> **GOAL**
Return the records below line for line, without changing a character, but leave out the pictures.

> **RECORDS SHOWN**
───

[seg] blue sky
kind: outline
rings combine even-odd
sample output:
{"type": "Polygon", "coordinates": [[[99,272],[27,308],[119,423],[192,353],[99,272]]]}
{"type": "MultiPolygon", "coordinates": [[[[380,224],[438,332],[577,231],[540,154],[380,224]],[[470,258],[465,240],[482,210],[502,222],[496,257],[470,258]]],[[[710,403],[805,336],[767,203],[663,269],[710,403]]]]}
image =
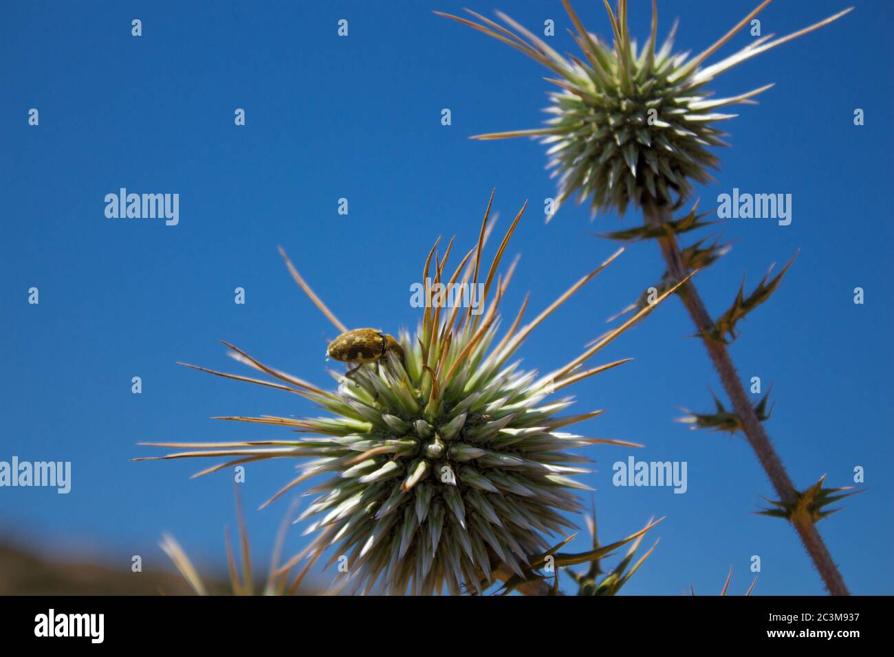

───

> **OUTPUT FOR THIS TASK**
[seg] blue sky
kind: outline
rings combine even-odd
sample output:
{"type": "Polygon", "coordinates": [[[99,272],[27,308],[119,423],[192,353],[99,272]]]}
{"type": "MultiPolygon", "coordinates": [[[[380,224],[438,332],[577,231],[540,154],[380,224]],[[470,258],[465,240],[482,210],[502,222],[496,257],[470,258]]],[[[710,403],[805,336],[767,203],[663,269],[710,403]]]]}
image =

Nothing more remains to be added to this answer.